-- Begin --

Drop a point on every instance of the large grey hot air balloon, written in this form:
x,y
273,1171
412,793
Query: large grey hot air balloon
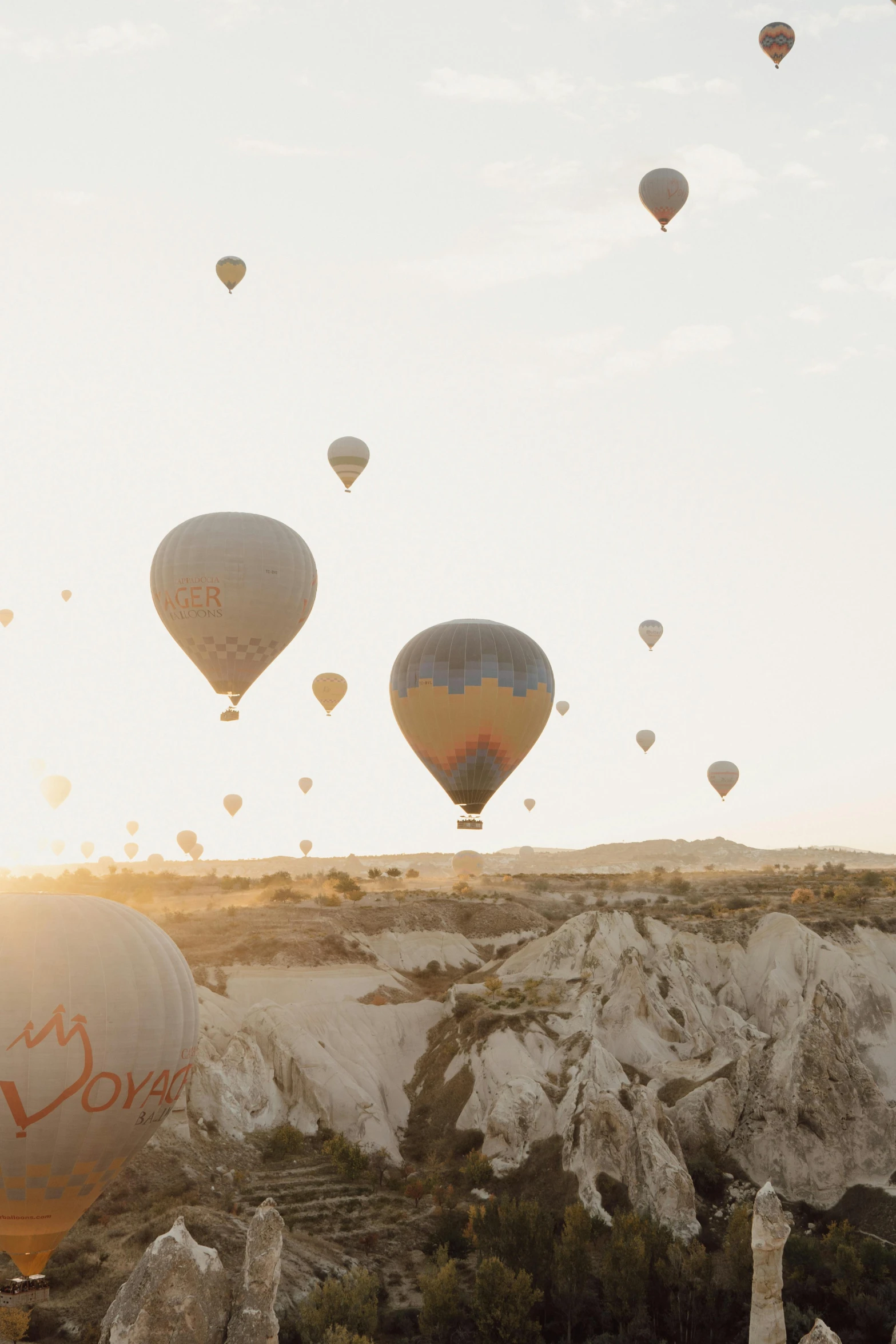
x,y
98,1028
723,776
663,193
348,458
233,590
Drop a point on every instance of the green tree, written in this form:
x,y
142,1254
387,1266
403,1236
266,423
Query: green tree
x,y
503,1304
441,1292
348,1301
572,1265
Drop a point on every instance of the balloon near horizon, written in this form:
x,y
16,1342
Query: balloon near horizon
x,y
258,593
472,699
100,1023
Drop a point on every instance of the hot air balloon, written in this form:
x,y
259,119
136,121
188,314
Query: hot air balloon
x,y
230,272
55,789
472,699
98,1028
233,590
777,39
348,458
723,776
468,863
329,689
663,193
651,632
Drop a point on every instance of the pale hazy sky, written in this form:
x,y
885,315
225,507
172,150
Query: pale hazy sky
x,y
575,421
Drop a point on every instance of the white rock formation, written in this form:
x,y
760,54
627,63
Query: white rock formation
x,y
770,1231
176,1295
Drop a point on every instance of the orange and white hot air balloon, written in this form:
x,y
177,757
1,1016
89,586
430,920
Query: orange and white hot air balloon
x,y
98,1030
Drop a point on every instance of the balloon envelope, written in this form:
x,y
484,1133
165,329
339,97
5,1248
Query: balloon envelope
x,y
472,699
348,458
651,632
663,193
98,1028
468,863
329,689
230,272
233,590
777,39
723,776
55,789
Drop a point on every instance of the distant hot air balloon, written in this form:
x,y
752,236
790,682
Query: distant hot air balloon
x,y
663,193
472,699
723,776
468,863
233,590
777,39
348,458
329,689
651,632
98,1027
230,272
55,789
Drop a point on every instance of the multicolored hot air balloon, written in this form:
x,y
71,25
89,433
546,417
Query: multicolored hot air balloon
x,y
348,458
663,193
723,776
472,699
233,590
329,689
230,271
98,1030
775,41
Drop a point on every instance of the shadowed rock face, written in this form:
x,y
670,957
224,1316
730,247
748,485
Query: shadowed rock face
x,y
178,1293
770,1231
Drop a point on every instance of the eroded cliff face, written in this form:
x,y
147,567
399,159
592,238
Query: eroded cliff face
x,y
637,1045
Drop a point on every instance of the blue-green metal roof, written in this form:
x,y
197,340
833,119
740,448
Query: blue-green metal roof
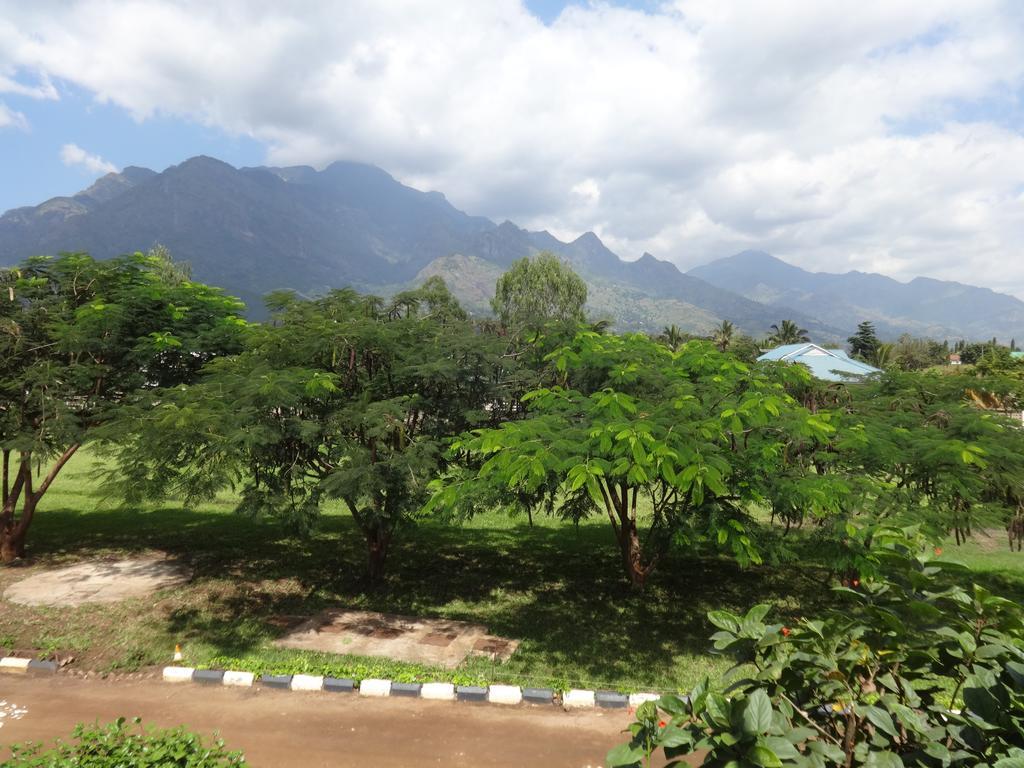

-- End --

**Given task:**
Return all of the records above word for word, leaving the pictures out.

**Task solution:**
Drop a point on every instance of the large grey hot air balloon, written in this form:
x,y
273,1171
412,793
Query: large grey hot air balloon
x,y
98,1028
723,776
663,193
348,458
233,590
Drop a point on every instance of the green tree, written in this form:
x,y
142,1254
387,1266
403,1236
266,423
Query: green tree
x,y
503,1304
441,1292
348,1301
572,1265
Drop a point on every instance of the balloon near horizon, written in this form:
x,y
16,1342
Query: balloon near horizon
x,y
258,593
472,699
100,1023
Drop a point on every instance of the hot air balloon, written in this form:
x,y
259,119
136,121
188,314
Query: hot air balloon
x,y
230,272
55,789
472,699
98,1028
233,590
777,39
348,458
723,776
468,863
329,689
663,193
651,632
Drop a point on every instance of the pale hazy sky, written in this form:
x,y
885,315
225,507
172,150
Query: pale hazy sky
x,y
575,421
Drop a point on every instance of the white rock formation, written in this form:
x,y
760,54
627,63
Query: white rock formation
x,y
770,1231
176,1295
Drop a point on every instance of the orange and white hot air balloon, written in this form:
x,y
177,757
1,1016
89,586
430,920
Query: orange and white hot air balloon
x,y
98,1030
Drop a point on every instance of the balloon envelope, written in this form:
x,y
484,1133
165,329
339,97
5,1248
Query: balloon envelope
x,y
472,699
348,458
651,632
663,193
98,1028
468,863
329,689
230,272
233,590
777,39
723,776
55,789
Drop a point on every instance of the distant hot air balloon, written in this form:
x,y
752,236
790,682
Query: distant hot air balloon
x,y
663,193
472,699
723,776
468,863
233,590
777,39
348,458
329,689
651,632
98,1027
230,272
55,789
Drop a point on every instance of the multicolored hot air balloon, written in this form:
x,y
71,25
89,433
546,417
Query: multicolored hot air balloon
x,y
348,458
663,193
723,776
472,699
233,590
329,689
230,271
98,1030
775,41
Drop a point on every instance of the shadowed rock face, written in this form:
x,y
670,957
224,1316
730,247
748,485
Query: shadowed rock face
x,y
178,1293
770,1231
Drop a point on every instance of the eroded cliff face, written in this form:
x,y
147,567
399,159
592,238
Query: eroded cliff face
x,y
637,1045
Drop a point on every instance of the blue-green metal roof, written in this form:
x,y
197,340
833,119
740,448
Query: blue-green metal roof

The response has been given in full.